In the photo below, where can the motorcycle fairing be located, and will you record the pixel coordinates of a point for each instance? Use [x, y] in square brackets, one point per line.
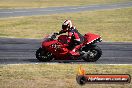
[91, 37]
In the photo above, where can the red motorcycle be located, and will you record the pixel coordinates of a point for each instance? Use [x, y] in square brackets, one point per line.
[58, 48]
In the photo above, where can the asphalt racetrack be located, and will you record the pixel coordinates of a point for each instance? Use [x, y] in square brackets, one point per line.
[4, 13]
[14, 51]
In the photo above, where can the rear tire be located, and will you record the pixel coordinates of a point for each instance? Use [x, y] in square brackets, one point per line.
[93, 53]
[43, 55]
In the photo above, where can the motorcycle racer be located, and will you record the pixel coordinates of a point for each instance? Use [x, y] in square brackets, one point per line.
[74, 37]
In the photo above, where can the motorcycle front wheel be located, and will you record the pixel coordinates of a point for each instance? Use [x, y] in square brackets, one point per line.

#### Task to carry out:
Repeat the material above word for word and skip every image in it.

#### Expected answer:
In the photo below, where can the motorcycle fairing be located, and will you record the pixel coordinates of a point for each instance? Use [x, y] in square brackets, one point per line.
[91, 37]
In the photo above, where can the red motorcycle be located, and will you record the pixel coordinates of a point for each instance? Use [x, y] in square brackets, one point per line.
[58, 48]
In the photo above, where can the asphalt racetrack be located, and will you record the pixel coordinates of a point for each instance? Use [x, y] in square brackets, one point per line.
[4, 13]
[14, 51]
In the photo above, where can the rear tire be located, and will you record the pixel coordinates of a point for each instance? Use [x, y] in square brackets, one point per line.
[93, 53]
[43, 55]
In the photo above, where can the motorcycle racer be located, and will you record the pixel coordinates of a point for each instance? Use [x, y] in square brackets, one point per line.
[74, 37]
In the photo above, where can the motorcycle front wheel be located, and will you record the pixel coordinates of a point for each instance? Use [x, y] in square brackets, one point per line.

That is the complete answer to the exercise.